[Your goal]
Compute how many lines in the data below contain "instance"; answer only with that number.

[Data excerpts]
:::

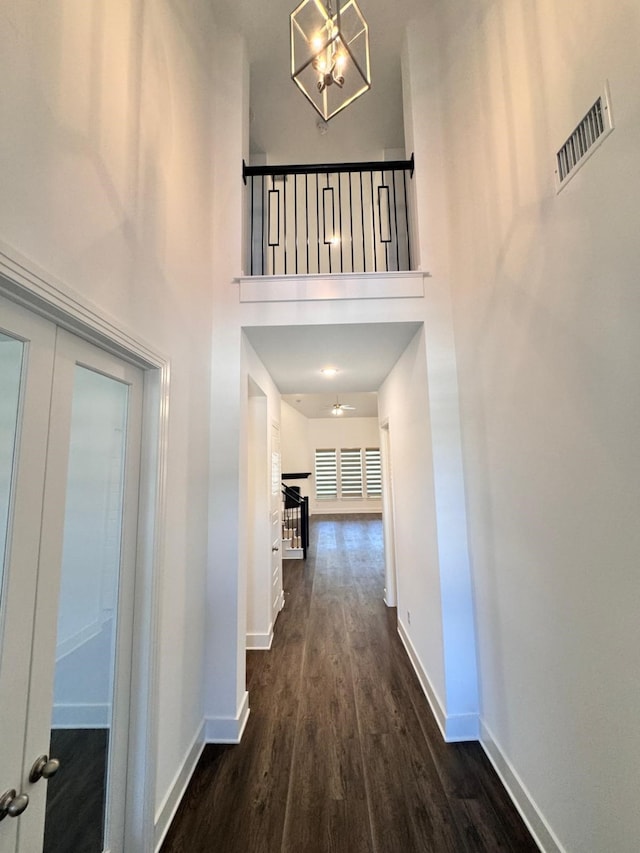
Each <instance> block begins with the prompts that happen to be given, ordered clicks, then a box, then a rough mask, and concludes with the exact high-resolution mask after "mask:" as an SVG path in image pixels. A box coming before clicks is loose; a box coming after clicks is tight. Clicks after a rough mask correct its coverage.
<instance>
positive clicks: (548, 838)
mask: <svg viewBox="0 0 640 853" xmlns="http://www.w3.org/2000/svg"><path fill="white" fill-rule="evenodd" d="M480 744H481V746H482V748H483V749H484V751H485V752H486V754H487V757H488V758H489V761H490V762H491V764H492V765H493V767H494V769H495V771H496V773H497V774H498V776H499V777H500V781H501V782H502V784H503V785H504V787H505V788H506V790H507V793H508V794H509V796H510V797H511V799H512V801H513V803H514V805H515V807H516V808H517V809H518V811H519V813H520V816H521V817H522V819H523V821H524V822H525V824H526V825H527V828H528V829H529V831H530V832H531V835H532V836H533V839H534V841H535V842H536V844H537V845H538V847H539V848H540V850H542V851H543V853H567V851H566V848H565V847H563V846H562V844H561V843H560V840H559V839H558V837H557V836H556V834H555V833H554V831H553V830H552V829H551V827H550V826H549V824H548V823H547V821H546V819H545V817H544V815H543V814H542V812H541V810H540V808H539V807H538V805H537V803H536V802H535V800H534V799H533V797H532V796H531V794H530V793H529V791H528V789H527V786H526V785H525V784H524V782H523V781H522V779H521V778H520V776H519V775H518V773H517V771H516V770H515V768H514V767H513V765H512V764H511V762H510V761H509V759H508V758H507V756H506V755H505V753H504V750H503V749H502V748H501V746H500V745H499V744H498V742H497V741H496V739H495V738H494V736H493V734H492V733H491V731H490V729H489V728H488V726H487V724H486V723H485V722H484V720H481V721H480Z"/></svg>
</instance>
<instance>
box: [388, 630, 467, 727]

:::

[Solution below]
4